:: Input for this task

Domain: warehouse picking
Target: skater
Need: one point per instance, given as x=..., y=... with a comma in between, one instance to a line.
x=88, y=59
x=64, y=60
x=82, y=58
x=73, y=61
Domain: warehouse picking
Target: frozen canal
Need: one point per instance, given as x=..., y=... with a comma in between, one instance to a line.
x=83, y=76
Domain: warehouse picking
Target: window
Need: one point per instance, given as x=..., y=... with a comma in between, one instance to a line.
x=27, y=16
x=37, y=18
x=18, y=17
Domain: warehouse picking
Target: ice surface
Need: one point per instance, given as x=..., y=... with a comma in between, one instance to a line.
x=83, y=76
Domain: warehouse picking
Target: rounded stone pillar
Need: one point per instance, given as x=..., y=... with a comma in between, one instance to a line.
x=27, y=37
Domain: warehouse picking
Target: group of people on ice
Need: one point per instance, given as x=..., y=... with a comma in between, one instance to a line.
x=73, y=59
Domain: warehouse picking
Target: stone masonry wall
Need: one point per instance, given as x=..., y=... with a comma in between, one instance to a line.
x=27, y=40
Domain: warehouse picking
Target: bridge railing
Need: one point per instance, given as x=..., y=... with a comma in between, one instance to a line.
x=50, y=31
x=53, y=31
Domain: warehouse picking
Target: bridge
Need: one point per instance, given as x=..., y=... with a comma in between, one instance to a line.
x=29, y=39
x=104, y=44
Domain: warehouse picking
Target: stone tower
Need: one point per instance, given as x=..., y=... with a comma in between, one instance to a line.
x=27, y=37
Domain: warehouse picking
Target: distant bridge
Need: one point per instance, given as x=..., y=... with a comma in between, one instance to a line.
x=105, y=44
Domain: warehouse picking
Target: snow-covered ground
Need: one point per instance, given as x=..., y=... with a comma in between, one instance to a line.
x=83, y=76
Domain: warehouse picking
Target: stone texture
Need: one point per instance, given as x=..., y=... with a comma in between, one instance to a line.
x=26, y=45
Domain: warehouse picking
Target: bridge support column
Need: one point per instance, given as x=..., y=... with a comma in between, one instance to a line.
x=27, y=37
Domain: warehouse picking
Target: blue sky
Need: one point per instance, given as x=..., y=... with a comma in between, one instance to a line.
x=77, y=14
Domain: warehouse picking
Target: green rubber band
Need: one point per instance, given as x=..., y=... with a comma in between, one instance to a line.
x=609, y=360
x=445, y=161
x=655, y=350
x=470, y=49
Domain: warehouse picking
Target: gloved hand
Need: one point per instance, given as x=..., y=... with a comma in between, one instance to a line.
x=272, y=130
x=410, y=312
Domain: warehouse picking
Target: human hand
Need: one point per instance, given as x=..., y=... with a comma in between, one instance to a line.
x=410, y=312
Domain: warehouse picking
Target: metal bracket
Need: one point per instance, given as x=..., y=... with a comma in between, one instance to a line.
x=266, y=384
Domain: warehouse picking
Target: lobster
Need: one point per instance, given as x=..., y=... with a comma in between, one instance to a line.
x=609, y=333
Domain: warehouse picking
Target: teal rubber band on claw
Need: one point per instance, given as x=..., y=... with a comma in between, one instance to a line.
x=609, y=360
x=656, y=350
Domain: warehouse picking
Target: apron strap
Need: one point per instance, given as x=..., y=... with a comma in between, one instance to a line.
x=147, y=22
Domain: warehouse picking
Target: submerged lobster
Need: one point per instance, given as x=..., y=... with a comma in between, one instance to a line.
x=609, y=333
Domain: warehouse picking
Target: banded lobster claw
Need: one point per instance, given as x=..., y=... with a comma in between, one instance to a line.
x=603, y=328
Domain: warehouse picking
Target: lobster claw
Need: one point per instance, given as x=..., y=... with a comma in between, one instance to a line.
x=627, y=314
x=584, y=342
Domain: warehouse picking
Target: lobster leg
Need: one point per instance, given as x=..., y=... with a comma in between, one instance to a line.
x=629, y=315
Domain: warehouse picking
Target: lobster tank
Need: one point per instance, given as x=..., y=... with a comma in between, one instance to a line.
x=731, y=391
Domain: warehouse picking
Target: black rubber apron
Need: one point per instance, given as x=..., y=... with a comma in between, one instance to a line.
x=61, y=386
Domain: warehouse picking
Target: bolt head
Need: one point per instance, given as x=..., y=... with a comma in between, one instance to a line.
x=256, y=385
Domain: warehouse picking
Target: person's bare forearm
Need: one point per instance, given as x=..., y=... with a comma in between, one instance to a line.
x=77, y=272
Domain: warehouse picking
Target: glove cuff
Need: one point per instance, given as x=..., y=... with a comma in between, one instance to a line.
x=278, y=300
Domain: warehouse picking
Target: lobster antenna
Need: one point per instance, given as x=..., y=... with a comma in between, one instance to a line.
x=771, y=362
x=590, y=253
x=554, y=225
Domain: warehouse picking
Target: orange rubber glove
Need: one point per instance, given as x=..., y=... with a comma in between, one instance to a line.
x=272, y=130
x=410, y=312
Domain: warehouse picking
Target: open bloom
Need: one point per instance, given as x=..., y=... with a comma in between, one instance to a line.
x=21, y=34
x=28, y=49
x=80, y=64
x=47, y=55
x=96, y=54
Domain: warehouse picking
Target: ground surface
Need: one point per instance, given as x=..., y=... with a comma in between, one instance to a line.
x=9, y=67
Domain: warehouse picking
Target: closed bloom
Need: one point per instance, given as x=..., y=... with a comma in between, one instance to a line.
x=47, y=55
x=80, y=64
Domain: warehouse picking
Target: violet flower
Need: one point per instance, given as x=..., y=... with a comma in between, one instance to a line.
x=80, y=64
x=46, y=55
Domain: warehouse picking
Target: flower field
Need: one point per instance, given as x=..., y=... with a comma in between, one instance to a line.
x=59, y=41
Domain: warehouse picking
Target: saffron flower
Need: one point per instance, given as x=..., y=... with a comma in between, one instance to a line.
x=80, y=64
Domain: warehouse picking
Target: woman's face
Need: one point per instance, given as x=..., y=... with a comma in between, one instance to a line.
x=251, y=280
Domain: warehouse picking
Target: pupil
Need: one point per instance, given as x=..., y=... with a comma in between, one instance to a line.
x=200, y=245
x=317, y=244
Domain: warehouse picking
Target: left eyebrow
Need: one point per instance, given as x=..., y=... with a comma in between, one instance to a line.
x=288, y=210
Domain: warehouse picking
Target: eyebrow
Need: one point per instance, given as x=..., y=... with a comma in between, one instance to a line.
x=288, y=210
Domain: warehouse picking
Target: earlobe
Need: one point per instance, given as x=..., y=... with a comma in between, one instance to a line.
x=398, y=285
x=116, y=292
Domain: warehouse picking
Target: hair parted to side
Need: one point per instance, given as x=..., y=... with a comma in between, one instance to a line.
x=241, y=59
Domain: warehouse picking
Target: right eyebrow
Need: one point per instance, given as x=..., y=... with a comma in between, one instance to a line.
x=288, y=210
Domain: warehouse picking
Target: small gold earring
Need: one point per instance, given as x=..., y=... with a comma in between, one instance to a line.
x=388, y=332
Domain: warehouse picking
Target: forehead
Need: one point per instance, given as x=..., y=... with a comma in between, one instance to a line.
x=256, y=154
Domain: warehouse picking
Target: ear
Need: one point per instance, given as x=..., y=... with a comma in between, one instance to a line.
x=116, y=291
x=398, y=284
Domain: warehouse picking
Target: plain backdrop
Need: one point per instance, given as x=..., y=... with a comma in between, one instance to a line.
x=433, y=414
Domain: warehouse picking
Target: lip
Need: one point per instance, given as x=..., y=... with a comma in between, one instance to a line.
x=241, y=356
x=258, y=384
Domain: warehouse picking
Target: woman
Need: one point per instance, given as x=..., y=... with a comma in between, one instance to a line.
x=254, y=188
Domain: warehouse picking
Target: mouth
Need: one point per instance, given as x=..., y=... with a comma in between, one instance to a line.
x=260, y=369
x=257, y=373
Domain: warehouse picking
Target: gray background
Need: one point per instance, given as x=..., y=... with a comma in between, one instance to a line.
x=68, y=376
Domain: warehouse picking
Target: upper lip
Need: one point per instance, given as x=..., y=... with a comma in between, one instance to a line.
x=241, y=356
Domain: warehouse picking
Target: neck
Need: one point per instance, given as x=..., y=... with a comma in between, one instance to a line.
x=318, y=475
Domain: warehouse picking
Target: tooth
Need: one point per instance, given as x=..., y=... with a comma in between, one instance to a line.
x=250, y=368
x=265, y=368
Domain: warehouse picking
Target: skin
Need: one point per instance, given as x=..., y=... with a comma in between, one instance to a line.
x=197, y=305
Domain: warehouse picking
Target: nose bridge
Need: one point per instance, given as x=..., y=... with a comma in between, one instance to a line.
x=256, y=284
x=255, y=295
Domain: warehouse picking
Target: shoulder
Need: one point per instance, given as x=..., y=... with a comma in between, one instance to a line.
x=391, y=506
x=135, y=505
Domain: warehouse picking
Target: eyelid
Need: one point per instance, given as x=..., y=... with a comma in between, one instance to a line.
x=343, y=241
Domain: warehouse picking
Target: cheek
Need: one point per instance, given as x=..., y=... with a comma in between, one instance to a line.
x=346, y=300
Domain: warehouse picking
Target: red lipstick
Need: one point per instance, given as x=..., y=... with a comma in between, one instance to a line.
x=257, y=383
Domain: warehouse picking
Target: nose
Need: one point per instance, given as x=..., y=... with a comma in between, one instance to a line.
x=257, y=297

::::

Task prompt
Extract every line of the rows above that contains the string "bridge", copying each one in full.

Task result
Target: bridge railing
Target: bridge
Target: distant bridge
Target: bridge support column
Target: nose bridge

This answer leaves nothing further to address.